Extracted records —
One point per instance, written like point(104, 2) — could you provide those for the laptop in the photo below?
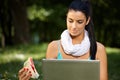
point(70, 69)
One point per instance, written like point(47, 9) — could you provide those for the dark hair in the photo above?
point(85, 7)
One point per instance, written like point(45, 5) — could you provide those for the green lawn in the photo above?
point(12, 59)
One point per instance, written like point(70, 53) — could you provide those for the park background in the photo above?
point(26, 28)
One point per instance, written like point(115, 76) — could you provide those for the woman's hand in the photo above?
point(24, 74)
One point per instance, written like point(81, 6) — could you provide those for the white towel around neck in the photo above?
point(77, 49)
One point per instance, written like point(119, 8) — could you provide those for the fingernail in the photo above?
point(29, 71)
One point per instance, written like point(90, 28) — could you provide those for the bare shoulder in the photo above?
point(52, 49)
point(100, 46)
point(101, 50)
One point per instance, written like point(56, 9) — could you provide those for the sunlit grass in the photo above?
point(22, 52)
point(12, 59)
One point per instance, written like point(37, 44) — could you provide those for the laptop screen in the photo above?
point(70, 69)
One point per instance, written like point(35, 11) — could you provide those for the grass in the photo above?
point(12, 59)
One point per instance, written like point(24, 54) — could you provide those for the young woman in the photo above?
point(77, 41)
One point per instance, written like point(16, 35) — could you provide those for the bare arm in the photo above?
point(102, 56)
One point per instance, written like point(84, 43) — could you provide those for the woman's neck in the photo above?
point(77, 39)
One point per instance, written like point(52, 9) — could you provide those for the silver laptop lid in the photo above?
point(70, 69)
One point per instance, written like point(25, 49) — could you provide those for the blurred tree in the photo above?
point(20, 21)
point(6, 24)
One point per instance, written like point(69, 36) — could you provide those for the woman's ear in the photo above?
point(88, 20)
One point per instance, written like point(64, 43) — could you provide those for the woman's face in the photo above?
point(76, 22)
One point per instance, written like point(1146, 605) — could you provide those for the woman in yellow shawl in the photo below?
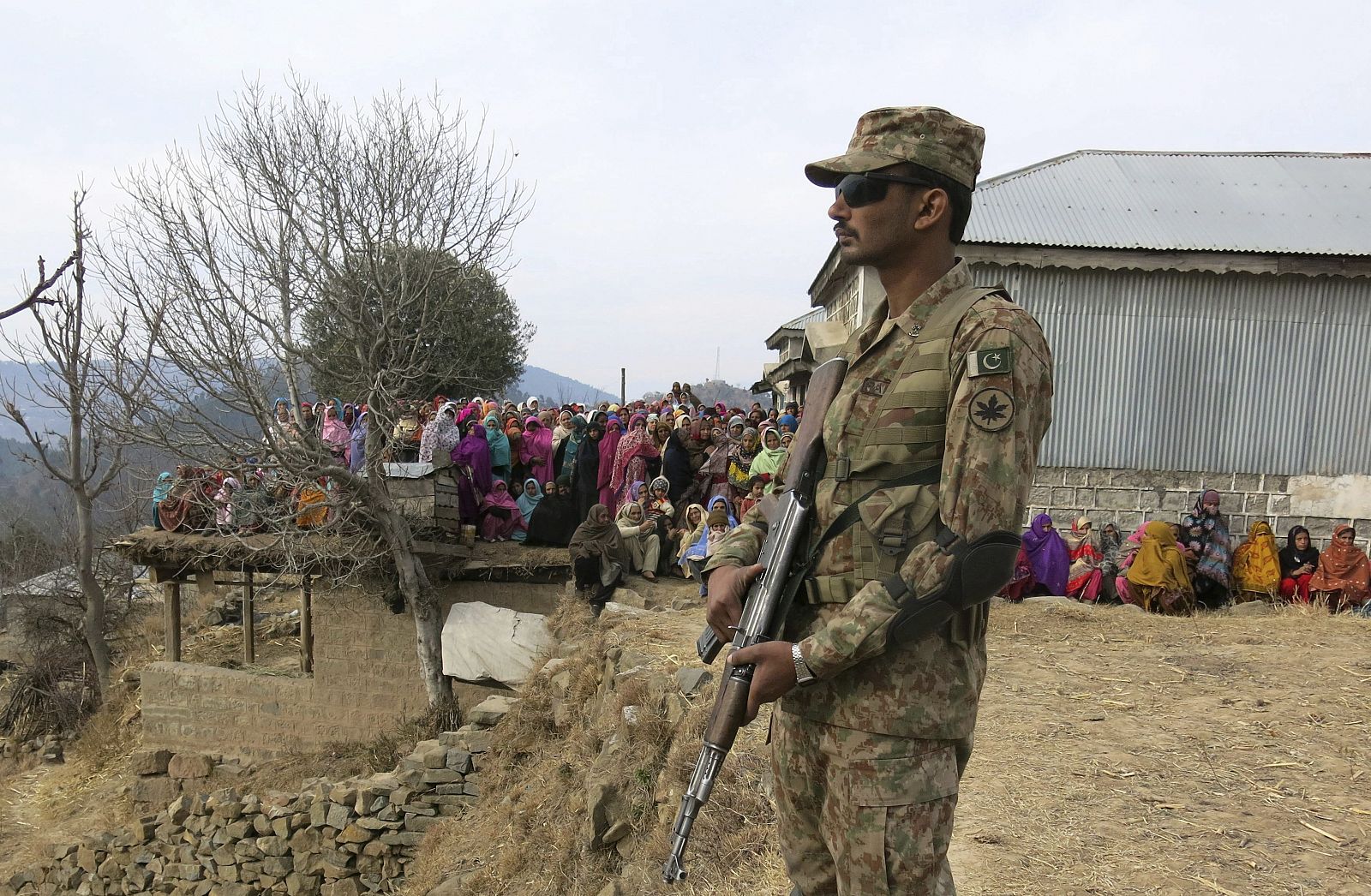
point(1158, 578)
point(1256, 566)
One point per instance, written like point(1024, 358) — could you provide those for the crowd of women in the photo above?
point(1178, 567)
point(525, 473)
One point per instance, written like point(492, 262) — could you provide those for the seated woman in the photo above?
point(1158, 578)
point(500, 517)
point(692, 526)
point(642, 547)
point(1256, 566)
point(1299, 560)
point(1344, 574)
point(1048, 555)
point(528, 500)
point(716, 528)
point(598, 555)
point(1085, 577)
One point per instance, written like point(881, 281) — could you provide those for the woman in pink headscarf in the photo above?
point(500, 517)
point(536, 450)
point(336, 434)
point(631, 457)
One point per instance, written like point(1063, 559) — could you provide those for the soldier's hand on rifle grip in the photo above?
point(727, 588)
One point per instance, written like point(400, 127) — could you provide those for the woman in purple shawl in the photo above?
point(536, 450)
point(1048, 555)
point(500, 516)
point(472, 459)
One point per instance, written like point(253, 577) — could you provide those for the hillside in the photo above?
point(555, 388)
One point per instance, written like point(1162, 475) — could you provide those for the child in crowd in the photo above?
point(754, 495)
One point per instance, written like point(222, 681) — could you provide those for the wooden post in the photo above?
point(171, 619)
point(248, 653)
point(306, 626)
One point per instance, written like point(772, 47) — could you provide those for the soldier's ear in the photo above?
point(932, 208)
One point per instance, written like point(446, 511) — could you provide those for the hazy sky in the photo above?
point(667, 141)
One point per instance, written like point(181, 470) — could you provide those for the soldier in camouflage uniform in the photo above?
point(870, 751)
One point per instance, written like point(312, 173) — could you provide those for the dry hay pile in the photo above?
point(531, 836)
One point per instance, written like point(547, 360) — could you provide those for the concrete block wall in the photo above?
point(1129, 498)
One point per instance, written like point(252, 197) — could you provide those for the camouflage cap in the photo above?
point(923, 134)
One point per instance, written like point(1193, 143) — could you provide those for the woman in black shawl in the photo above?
point(598, 557)
point(554, 519)
point(586, 477)
point(1299, 560)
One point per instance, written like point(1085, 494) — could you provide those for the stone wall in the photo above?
point(1131, 496)
point(331, 839)
point(367, 678)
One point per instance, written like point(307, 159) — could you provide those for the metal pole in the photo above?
point(248, 653)
point(306, 626)
point(171, 619)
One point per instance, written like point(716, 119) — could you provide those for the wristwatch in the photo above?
point(802, 676)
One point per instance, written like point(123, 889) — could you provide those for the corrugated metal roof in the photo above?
point(809, 317)
point(1219, 201)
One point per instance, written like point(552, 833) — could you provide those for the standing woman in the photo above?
point(500, 445)
point(473, 471)
point(587, 473)
point(598, 557)
point(768, 459)
point(1344, 576)
point(1212, 551)
point(1299, 560)
point(1256, 566)
point(631, 459)
point(536, 451)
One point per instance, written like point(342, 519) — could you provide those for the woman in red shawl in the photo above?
point(536, 450)
point(500, 517)
point(609, 452)
point(631, 457)
point(1344, 574)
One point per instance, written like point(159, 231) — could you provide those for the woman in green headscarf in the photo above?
point(768, 459)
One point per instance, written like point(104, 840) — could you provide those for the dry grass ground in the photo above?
point(1117, 754)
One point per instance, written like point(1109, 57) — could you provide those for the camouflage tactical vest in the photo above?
point(904, 434)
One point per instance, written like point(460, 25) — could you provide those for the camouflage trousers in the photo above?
point(864, 814)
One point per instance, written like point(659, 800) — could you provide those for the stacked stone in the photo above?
point(48, 747)
point(344, 839)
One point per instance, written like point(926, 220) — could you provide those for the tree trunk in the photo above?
point(422, 600)
point(93, 622)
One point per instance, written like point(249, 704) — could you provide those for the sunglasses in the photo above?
point(864, 189)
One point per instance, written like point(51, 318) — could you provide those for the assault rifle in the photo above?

Activity — For the records above, give every line again exactly and skip the pictures.

Response —
One point per instance, written like point(104, 2) — could you provide those for the laptop in the photo below?
point(70, 69)
One point per instance, written like point(47, 9) — could you provide those for the dark hair in the photo above?
point(85, 7)
One point per instance, written like point(45, 5) — could you provide those for the green lawn in the photo above?
point(12, 59)
One point per instance, written like point(70, 53) — could you provide those for the park background in the photo above?
point(26, 28)
One point per instance, written like point(115, 76) — could you provide those for the woman's hand in the photo above?
point(24, 74)
One point per instance, written like point(81, 6) — could you provide those for the white towel around neck in the photo above?
point(77, 49)
One point per instance, written like point(119, 8) — could you provide those for the fingernail in the photo above?
point(29, 71)
One point per instance, written like point(90, 28) — could you provide those for the bare shoulder in the photo above?
point(52, 49)
point(100, 46)
point(101, 50)
One point per instance, written like point(56, 9) — could you provide those for the sunlit grass in the photo above?
point(22, 52)
point(12, 59)
One point per instance, written like point(37, 44) — could you provide those for the laptop screen in the photo above?
point(70, 69)
One point per instance, written like point(35, 11) — could you provide those for the grass in the photo above?
point(12, 59)
One point per instance, written like point(24, 54) — could you provide those for the young woman in the photo above?
point(77, 41)
One point per instance, written like point(16, 35) — could you provide those for the bare arm in the photo above?
point(102, 56)
One point per instance, written like point(84, 43) — could you provide those for the woman's neck in the photo above?
point(77, 39)
One point per instance, written like point(52, 9) — could you provide those for the silver laptop lid in the photo above?
point(70, 69)
One point per instance, written like point(25, 49) — could you provide those for the blurred tree in the photo above?
point(20, 21)
point(6, 24)
One point per instance, written like point(69, 36) — could you provide those for the woman's ear in the photo above?
point(88, 20)
One point per instance, written like point(64, 43) — could you provide those for the woman's face in the photo above?
point(76, 22)
One point per instance, written like point(1146, 605) — could you provide those for the woman in yellow shawl in the photo below?
point(1158, 578)
point(1256, 566)
One point per instance, written like point(1024, 358) — could you provide those for the crowd of women in the photo above?
point(1178, 567)
point(525, 473)
One point per instance, written like point(492, 262) — could you provide those for the seated woman in the photo above?
point(1158, 578)
point(500, 517)
point(692, 526)
point(642, 547)
point(1256, 566)
point(1299, 560)
point(1344, 574)
point(1048, 555)
point(528, 500)
point(716, 528)
point(598, 555)
point(1085, 577)
One point per instance, written like point(881, 281) — could you provide those for the woman in pink headscarf in the photo above?
point(500, 517)
point(536, 450)
point(336, 434)
point(631, 457)
One point per instance, written like point(1063, 559) — could you provide those for the soldier's hand on rifle grip in the photo above?
point(727, 588)
One point per instance, written like point(400, 127) — could you provide those for the woman in purple shawl in the photo above?
point(536, 450)
point(1048, 555)
point(500, 516)
point(472, 459)
One point per instance, written like point(253, 577) — could you provide those for the hillside in the photo above?
point(555, 388)
One point per instance, written like point(1162, 475) — could you provide those for the child in crowd in the photo above?
point(754, 495)
One point per instance, written like point(222, 681) — could you provide those for the wooden post in the photo above?
point(171, 619)
point(248, 653)
point(306, 626)
One point per instance, written like point(772, 47) — could you provide those for the soldier's ear in the photo above?
point(932, 208)
One point per instance, written like point(446, 511) — could you provide those for the hazy sky in the photo above?
point(667, 141)
One point per instance, written like point(181, 470) — could you provide those for the soldier in camouflage uniform in the photo above?
point(870, 751)
One point per instance, written like point(312, 173) — could you provide those for the dry hay pile in the photo above?
point(531, 836)
One point per instance, written like point(547, 360) — could you provide those for the concrete block wall in the photo above?
point(1129, 498)
One point per instance, written like point(252, 197) — could you provide those for the camouflage cap in the photo above?
point(923, 134)
One point per instance, written like point(1193, 143) — could you provide those for the woman in black shawl in the photo above?
point(598, 557)
point(554, 519)
point(586, 477)
point(1299, 560)
One point per instance, written like point(1085, 494) — could you provide those for the stone wall in the photo above?
point(1131, 496)
point(331, 839)
point(367, 678)
One point per instance, written like point(307, 159) — could you provide those for the metal pole in the photo above?
point(248, 653)
point(306, 626)
point(171, 619)
One point per instance, written like point(716, 119) — could you provide those for the wristwatch in the photo above?
point(802, 676)
One point per instance, written like point(123, 889) — could you provide those for the corrugated metal roof in the photo above?
point(809, 317)
point(1219, 201)
One point per instance, written like point(552, 833) — could you provide those for the standing woman in the photo above?
point(500, 445)
point(473, 471)
point(587, 473)
point(598, 557)
point(768, 459)
point(1344, 576)
point(1212, 551)
point(1299, 560)
point(1256, 566)
point(631, 459)
point(536, 451)
One point per instance, written like point(342, 519) — could you provide those for the woman in red shawl in the photo above?
point(536, 450)
point(500, 517)
point(609, 452)
point(631, 457)
point(1344, 574)
One point per instance, written like point(159, 231) — could you provide those for the woman in green headscarf in the photo above?
point(768, 459)
One point per instance, written like point(104, 840) — could you provide those for the dry grass ground in the photo above?
point(1117, 754)
One point per instance, written like point(1109, 57) — could you provide those for the camouflage tactical vest in the photo above?
point(904, 434)
One point per instance, written like point(460, 25) — could you provide those for the camouflage trousers in the photo above?
point(864, 814)
One point per instance, written like point(659, 800) — could you provide those for the stacked stone in the photo above?
point(48, 747)
point(344, 839)
One point per instance, written like point(926, 220) — could you provide those for the tree trunk in the photo above?
point(422, 600)
point(93, 622)
One point per instance, written like point(249, 704) — could you provide those for the sunglasses in the photo above?
point(864, 189)
One point per instance, written like point(51, 318) — could you provide those for the assault rifle in the photo above?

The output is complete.